*** LISTING

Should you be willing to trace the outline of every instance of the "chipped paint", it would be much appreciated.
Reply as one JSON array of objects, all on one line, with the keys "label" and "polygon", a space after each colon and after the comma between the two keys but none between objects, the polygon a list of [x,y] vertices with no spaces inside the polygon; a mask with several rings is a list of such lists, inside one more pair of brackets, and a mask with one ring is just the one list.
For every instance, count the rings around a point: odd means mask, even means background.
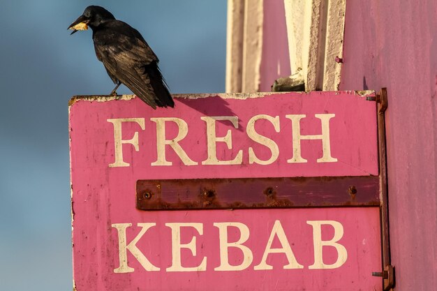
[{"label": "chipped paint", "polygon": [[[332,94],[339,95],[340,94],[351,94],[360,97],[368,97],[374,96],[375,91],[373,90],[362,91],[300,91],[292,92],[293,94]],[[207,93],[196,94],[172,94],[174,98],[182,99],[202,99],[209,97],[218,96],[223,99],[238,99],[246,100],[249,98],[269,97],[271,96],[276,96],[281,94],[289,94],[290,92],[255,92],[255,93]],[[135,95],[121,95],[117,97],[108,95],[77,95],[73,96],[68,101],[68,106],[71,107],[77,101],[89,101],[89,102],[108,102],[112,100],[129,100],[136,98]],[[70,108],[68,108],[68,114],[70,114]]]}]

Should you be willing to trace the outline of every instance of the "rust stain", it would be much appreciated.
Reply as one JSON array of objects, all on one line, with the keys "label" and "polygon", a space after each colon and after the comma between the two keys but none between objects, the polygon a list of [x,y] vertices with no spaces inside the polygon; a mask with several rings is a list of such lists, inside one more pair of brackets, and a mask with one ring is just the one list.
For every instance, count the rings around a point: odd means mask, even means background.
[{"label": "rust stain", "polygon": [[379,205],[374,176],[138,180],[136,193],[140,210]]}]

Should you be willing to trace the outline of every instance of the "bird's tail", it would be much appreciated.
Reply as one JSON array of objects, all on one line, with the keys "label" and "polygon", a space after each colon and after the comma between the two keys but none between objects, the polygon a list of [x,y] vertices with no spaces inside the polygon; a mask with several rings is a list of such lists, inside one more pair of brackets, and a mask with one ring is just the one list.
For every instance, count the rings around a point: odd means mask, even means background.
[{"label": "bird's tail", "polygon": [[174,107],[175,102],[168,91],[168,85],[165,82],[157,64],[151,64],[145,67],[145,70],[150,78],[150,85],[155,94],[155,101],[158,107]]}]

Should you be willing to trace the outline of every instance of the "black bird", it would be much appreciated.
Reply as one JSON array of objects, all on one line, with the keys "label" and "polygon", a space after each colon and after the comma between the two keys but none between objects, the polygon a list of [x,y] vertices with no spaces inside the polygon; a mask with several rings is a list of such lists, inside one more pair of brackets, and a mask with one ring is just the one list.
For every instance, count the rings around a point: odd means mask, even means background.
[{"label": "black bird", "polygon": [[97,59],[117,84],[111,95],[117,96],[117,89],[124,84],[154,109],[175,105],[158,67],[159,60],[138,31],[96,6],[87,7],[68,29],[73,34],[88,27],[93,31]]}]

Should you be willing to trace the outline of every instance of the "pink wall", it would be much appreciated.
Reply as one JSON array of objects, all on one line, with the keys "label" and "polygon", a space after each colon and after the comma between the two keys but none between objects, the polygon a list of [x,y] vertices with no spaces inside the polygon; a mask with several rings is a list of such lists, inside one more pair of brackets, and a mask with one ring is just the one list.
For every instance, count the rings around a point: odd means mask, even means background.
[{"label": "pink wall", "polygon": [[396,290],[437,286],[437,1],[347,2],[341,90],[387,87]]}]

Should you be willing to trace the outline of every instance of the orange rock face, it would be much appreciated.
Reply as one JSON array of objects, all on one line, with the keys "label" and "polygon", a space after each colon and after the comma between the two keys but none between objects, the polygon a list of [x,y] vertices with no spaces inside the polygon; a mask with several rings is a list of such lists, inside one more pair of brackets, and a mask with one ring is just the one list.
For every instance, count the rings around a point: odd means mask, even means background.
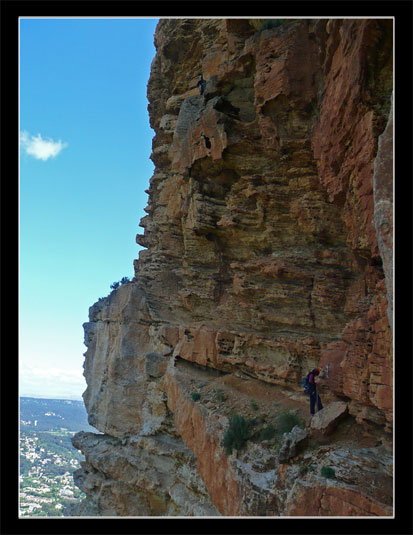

******

Transcribe every one of these items word for word, leaving the pictures out.

ANSWER TO THE PROBLEM
Should you be willing to trace the outline of every instance of the "chipped paint", it would be much appreciated.
Reply as one JSON array of objects, all on one line, with the keys "label" and "polygon", a space after each colon and after the comma between the two keys but none between objects, the polygon a list of [x,y] vertices with no spaces inside the polygon; a mask with several rings is a list of such lists, inside one more pair of brackets, and a mask with one ring is just the one list.
For every instance, count the rings around a point: odd means mask, even means background.
[{"label": "chipped paint", "polygon": [[[332,94],[339,95],[340,94],[351,94],[360,97],[368,97],[374,96],[375,91],[373,90],[362,91],[300,91],[292,92],[293,94]],[[207,93],[196,94],[172,94],[174,98],[182,99],[202,99],[209,97],[218,96],[223,99],[238,99],[246,100],[249,98],[269,97],[271,96],[276,96],[281,94],[289,94],[290,92],[255,92],[255,93]],[[135,95],[121,95],[117,97],[108,95],[77,95],[73,96],[68,101],[68,106],[71,107],[77,101],[89,101],[89,102],[108,102],[112,100],[129,100],[136,98]],[[70,108],[68,108],[68,114],[70,114]]]}]

Should you be willing to trace the outline of every instance of the "rust stain", it would be much appreciated.
Reply as one JSON array of objects, all on one line, with the keys "label" and "polygon", a space after each colon and after the comma between the two keys but none between objects, the polygon a list of [x,y] vertices with no spaces inside the polygon; a mask with several rings is a list of such lists, inside one more pair of brackets, and a mask with one ring is just the one list.
For every instance, count the rings around a point: odd means mask, even means background.
[{"label": "rust stain", "polygon": [[379,205],[374,176],[138,180],[136,193],[140,210]]}]

Should you be willing to trace the outline of every instance of the "bird's tail", it would be much appreciated.
Reply as one JSON array of objects, all on one line, with the keys "label" and "polygon", a space after each colon and after the comma between the two keys but none between objects, the polygon a list of [x,y] vertices with no spaces inside the polygon; a mask with several rings is a list of such lists, inside one more pair of brackets, and a mask with one ring is just the one list.
For every instance, count the rings around a point: odd means mask, even means background.
[{"label": "bird's tail", "polygon": [[174,107],[175,102],[168,91],[168,85],[165,82],[157,64],[151,64],[145,67],[145,70],[150,78],[150,85],[155,94],[155,101],[158,107]]}]

Should you be willing to trace the outline of every instance of the "black bird", it would be much appreciated.
Reply as one JSON array of objects, all on one line, with the keys "label" and "polygon", a space after each colon and after the comma between the two keys but none between objects, the polygon a list of [x,y] vertices with no spaces inside the polygon; a mask with several rings is a list of such lists, inside one more pair of brackets, and a mask with one ring is just the one list.
For every instance, count the rings around a point: odd means mask, even means background.
[{"label": "black bird", "polygon": [[97,59],[117,84],[111,95],[117,96],[117,89],[124,84],[154,109],[175,105],[158,67],[159,60],[138,31],[96,6],[87,7],[68,29],[73,34],[88,27],[93,31]]}]

Should you be willing to trace the outline of every instance of the "pink wall", it would be much appreciated.
Reply as one JSON array of objects, all on one line, with the keys "label" and "polygon", a space after each colon and after the comma between the two keys but none between objects, the polygon a list of [x,y] vertices with no spaces inside the polygon; a mask with several rings is a list of such lists, inside one more pair of brackets, and a mask with one ring is just the one list.
For every instance, count the rings around a point: odd means mask, even means background.
[{"label": "pink wall", "polygon": [[396,290],[437,286],[437,1],[347,2],[341,90],[387,87]]}]

Should you be willing to trace the outline of every instance of the orange rock face, it would be much appreciated.
Reply as one JSON array of objects, all on one line, with the keys "label" and "polygon", a space after each colon and after the comma between the two keys but none between objects, the polygon a list of [x,y] vertices with no spaces inside the polygon; a mask with several rings is a list of such lists, inside one more pair of brackets, and a mask with one ring is just the one list.
For every instance, count the rings around a point: odd means mask, even means background.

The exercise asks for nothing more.